_TASK TO CARRY OUT_.
Please count the lines in the records below that contain the string "wallet", with case counting. Reply with the number alone.

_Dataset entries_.
────────────────

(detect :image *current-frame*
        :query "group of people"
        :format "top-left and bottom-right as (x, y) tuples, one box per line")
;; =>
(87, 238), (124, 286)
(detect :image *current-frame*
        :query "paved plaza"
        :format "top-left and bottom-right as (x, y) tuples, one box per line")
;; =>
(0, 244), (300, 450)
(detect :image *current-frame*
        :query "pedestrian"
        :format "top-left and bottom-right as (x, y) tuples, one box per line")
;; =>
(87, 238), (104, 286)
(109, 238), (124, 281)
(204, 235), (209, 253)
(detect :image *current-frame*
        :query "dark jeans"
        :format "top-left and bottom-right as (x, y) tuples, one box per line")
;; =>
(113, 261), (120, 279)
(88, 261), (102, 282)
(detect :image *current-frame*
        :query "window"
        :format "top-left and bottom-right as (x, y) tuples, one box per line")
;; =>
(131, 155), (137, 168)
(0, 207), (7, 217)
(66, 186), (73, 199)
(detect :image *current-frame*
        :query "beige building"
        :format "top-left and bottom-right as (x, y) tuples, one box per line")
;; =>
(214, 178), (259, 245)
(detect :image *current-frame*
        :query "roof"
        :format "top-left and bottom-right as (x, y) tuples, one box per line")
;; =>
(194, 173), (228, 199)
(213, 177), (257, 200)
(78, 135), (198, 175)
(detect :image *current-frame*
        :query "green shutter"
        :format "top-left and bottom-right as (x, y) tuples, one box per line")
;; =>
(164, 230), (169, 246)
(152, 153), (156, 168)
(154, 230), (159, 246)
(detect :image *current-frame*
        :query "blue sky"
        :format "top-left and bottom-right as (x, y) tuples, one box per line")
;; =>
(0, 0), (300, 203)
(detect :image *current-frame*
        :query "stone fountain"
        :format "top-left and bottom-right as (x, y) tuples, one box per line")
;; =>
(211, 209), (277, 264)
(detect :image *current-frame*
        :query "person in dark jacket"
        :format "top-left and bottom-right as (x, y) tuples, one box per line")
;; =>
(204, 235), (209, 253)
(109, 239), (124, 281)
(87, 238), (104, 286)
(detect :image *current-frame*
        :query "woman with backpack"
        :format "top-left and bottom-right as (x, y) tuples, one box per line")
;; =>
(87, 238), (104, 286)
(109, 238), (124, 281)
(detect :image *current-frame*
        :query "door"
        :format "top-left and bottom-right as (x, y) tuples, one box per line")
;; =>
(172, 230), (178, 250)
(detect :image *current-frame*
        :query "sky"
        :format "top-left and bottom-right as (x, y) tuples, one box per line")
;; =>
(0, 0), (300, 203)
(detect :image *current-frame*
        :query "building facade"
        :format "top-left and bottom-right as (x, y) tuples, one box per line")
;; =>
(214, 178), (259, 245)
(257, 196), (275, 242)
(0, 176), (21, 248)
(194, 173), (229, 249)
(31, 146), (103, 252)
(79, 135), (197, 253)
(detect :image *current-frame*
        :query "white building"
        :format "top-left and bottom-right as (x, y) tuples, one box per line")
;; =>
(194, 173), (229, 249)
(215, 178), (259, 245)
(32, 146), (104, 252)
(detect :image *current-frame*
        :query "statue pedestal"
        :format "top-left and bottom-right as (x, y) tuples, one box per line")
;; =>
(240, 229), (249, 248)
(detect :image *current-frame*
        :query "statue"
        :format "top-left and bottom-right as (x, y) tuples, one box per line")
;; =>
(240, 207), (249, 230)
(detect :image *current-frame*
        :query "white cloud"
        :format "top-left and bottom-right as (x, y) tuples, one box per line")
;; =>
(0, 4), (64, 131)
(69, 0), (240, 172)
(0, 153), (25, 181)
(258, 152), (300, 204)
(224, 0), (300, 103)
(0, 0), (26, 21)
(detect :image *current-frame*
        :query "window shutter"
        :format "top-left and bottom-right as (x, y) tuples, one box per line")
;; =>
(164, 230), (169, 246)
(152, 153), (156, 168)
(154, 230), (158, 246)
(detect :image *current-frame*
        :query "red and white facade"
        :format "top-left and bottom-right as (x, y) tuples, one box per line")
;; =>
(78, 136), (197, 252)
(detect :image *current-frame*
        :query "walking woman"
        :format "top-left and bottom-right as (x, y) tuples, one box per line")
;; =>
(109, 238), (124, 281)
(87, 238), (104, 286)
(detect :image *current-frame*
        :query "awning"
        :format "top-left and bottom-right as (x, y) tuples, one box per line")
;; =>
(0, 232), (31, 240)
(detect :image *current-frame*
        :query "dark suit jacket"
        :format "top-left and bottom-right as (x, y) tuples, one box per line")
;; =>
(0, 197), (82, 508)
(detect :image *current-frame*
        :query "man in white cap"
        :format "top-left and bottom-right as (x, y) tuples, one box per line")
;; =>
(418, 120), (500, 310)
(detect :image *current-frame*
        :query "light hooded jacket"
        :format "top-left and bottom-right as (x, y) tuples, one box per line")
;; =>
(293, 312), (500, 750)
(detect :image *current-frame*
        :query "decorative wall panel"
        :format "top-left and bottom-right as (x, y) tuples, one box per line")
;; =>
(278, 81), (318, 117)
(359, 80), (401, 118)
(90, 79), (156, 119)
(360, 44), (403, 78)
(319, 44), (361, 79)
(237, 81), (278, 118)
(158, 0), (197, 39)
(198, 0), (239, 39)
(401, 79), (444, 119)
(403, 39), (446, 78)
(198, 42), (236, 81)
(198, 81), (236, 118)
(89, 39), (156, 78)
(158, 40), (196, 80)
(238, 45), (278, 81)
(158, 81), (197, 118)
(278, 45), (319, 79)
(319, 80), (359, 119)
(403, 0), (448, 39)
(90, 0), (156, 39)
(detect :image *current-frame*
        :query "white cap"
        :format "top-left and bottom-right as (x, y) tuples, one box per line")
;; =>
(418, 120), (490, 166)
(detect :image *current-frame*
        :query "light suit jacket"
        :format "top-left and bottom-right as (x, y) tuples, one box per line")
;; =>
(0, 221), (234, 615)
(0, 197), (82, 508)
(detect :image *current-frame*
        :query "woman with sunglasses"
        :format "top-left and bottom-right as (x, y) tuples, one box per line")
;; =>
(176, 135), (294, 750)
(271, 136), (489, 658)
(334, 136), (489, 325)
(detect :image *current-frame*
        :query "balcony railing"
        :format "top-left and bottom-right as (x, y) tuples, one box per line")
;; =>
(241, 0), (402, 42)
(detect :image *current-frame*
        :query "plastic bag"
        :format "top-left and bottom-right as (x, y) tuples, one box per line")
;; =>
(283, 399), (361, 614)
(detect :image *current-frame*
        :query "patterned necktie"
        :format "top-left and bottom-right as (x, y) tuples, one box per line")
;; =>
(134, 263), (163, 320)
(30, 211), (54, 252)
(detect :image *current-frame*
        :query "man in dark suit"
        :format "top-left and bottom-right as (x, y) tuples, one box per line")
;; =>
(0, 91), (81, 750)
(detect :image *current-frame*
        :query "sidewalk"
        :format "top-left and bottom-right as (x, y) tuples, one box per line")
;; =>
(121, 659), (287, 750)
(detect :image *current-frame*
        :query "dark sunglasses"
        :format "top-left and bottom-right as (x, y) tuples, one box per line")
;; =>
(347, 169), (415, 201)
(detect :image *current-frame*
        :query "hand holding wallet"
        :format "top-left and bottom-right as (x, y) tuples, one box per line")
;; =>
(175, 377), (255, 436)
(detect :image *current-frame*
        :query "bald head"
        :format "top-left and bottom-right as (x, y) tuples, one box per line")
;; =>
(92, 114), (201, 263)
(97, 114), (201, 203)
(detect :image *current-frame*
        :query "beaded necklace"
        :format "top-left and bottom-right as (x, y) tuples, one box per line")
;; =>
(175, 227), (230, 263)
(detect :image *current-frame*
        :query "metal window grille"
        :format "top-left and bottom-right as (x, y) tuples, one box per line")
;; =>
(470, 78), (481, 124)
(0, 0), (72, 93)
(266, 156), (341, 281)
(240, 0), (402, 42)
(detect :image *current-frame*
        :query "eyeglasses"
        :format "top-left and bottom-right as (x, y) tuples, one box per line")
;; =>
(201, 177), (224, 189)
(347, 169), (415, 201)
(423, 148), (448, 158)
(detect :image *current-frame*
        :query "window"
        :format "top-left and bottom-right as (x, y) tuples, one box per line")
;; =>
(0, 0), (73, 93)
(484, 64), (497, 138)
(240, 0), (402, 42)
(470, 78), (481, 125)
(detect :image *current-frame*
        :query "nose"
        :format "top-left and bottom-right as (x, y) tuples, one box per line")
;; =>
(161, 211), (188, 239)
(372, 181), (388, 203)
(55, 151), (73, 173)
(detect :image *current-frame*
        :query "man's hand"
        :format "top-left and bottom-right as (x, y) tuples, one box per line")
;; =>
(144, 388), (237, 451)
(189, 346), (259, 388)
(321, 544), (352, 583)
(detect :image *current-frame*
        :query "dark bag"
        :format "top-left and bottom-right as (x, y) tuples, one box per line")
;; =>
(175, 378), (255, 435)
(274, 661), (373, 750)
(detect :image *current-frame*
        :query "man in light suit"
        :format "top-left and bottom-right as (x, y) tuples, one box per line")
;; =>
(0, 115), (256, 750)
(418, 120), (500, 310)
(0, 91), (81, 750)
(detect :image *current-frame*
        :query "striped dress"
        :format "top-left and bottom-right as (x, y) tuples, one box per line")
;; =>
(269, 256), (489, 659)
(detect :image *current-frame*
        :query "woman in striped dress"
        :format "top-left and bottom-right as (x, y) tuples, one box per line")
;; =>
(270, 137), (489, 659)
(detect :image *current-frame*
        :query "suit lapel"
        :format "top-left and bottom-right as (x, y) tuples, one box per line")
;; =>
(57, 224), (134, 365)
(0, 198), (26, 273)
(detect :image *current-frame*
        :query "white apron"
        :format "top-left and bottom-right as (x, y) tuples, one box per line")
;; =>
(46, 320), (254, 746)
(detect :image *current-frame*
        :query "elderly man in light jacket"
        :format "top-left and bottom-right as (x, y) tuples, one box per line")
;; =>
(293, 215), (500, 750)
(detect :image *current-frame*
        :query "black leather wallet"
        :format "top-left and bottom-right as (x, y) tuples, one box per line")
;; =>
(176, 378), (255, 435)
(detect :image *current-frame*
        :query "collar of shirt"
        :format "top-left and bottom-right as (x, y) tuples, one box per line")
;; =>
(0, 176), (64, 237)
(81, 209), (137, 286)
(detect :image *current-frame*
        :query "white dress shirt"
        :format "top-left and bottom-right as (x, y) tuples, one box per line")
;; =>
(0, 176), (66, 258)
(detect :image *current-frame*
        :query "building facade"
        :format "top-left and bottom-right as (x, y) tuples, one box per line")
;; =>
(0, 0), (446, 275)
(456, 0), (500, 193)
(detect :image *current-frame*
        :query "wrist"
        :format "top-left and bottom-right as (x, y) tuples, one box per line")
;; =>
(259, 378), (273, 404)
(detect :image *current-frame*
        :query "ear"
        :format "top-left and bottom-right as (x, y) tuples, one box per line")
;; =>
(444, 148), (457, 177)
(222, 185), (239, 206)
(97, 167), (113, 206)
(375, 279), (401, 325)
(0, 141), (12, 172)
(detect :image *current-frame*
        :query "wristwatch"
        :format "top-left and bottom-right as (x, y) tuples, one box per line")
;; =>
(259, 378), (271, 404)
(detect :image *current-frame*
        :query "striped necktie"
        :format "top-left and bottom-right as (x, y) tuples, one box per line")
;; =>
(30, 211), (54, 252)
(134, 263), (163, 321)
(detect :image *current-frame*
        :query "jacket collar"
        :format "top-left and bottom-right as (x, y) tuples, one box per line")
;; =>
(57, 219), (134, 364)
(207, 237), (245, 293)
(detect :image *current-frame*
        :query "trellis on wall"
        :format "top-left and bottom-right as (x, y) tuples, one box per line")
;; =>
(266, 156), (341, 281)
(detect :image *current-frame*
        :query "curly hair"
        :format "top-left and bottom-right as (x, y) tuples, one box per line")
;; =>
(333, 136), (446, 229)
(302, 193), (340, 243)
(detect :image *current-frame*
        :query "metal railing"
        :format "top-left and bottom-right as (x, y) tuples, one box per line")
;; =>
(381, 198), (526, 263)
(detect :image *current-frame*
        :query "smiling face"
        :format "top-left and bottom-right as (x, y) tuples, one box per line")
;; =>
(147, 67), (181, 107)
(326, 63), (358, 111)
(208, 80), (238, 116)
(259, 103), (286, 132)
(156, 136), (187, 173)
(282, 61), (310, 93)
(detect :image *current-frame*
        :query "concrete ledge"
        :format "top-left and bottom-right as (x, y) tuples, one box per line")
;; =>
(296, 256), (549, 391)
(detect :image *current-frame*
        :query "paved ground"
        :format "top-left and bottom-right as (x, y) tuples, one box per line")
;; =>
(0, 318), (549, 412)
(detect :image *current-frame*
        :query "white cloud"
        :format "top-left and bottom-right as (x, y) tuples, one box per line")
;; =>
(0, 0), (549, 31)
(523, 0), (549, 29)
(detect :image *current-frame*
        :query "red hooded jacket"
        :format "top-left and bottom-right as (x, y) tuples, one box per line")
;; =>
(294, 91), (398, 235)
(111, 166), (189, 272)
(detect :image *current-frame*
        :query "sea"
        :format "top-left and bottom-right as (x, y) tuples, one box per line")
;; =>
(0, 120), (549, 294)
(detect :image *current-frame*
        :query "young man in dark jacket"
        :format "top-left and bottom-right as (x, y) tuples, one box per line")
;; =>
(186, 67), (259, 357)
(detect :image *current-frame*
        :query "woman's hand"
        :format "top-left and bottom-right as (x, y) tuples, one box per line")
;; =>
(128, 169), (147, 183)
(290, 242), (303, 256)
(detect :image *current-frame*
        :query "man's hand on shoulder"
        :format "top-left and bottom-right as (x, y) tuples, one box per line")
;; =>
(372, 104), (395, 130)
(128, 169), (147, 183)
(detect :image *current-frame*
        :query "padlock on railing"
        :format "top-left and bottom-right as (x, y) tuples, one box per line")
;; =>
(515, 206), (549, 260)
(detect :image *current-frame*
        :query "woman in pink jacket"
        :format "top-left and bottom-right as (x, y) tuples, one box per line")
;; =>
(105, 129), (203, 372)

────────────────

_WRITTEN ANSWER_.
2